- _Problem requirements_: Please restate each entry below, word for word.

#### Provided data ####

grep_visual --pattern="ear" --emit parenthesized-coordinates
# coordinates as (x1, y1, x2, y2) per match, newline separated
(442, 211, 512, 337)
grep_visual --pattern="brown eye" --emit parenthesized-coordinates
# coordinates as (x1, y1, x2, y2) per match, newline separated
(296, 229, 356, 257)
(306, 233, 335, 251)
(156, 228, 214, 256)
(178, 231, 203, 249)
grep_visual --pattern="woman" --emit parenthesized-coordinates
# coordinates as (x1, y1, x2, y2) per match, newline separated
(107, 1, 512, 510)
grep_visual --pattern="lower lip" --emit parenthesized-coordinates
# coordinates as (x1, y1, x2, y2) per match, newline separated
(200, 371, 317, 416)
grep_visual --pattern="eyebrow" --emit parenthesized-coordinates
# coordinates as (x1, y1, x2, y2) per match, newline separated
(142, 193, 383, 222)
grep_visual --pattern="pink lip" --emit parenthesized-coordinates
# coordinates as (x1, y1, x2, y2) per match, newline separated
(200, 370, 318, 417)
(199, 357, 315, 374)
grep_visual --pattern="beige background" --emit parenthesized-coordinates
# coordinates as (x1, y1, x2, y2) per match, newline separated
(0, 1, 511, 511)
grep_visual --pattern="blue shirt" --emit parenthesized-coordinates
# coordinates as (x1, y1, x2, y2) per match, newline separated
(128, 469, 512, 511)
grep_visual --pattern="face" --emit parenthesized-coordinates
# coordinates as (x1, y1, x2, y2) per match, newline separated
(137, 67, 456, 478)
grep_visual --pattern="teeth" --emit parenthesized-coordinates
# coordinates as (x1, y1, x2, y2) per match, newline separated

####

- _Response for this exercise_:
grep_visual --pattern="ear" --emit parenthesized-coordinates
# coordinates as (x1, y1, x2, y2) per match, newline separated
(442, 211, 512, 337)
grep_visual --pattern="brown eye" --emit parenthesized-coordinates
# coordinates as (x1, y1, x2, y2) per match, newline separated
(296, 229, 356, 257)
(306, 233, 335, 251)
(156, 228, 214, 256)
(178, 231, 203, 249)
grep_visual --pattern="woman" --emit parenthesized-coordinates
# coordinates as (x1, y1, x2, y2) per match, newline separated
(107, 1, 512, 510)
grep_visual --pattern="lower lip" --emit parenthesized-coordinates
# coordinates as (x1, y1, x2, y2) per match, newline separated
(200, 371, 317, 416)
grep_visual --pattern="eyebrow" --emit parenthesized-coordinates
# coordinates as (x1, y1, x2, y2) per match, newline separated
(142, 193, 383, 222)
grep_visual --pattern="pink lip" --emit parenthesized-coordinates
# coordinates as (x1, y1, x2, y2) per match, newline separated
(200, 370, 318, 417)
(199, 357, 315, 374)
grep_visual --pattern="beige background" --emit parenthesized-coordinates
# coordinates as (x1, y1, x2, y2) per match, newline separated
(0, 1, 511, 511)
grep_visual --pattern="blue shirt" --emit parenthesized-coordinates
# coordinates as (x1, y1, x2, y2) per match, newline separated
(128, 469, 512, 511)
grep_visual --pattern="face" --emit parenthesized-coordinates
# coordinates as (x1, y1, x2, y2) per match, newline separated
(137, 67, 456, 478)
grep_visual --pattern="teeth" --emit parenthesized-coordinates
# coordinates as (x1, y1, x2, y2) per match, newline separated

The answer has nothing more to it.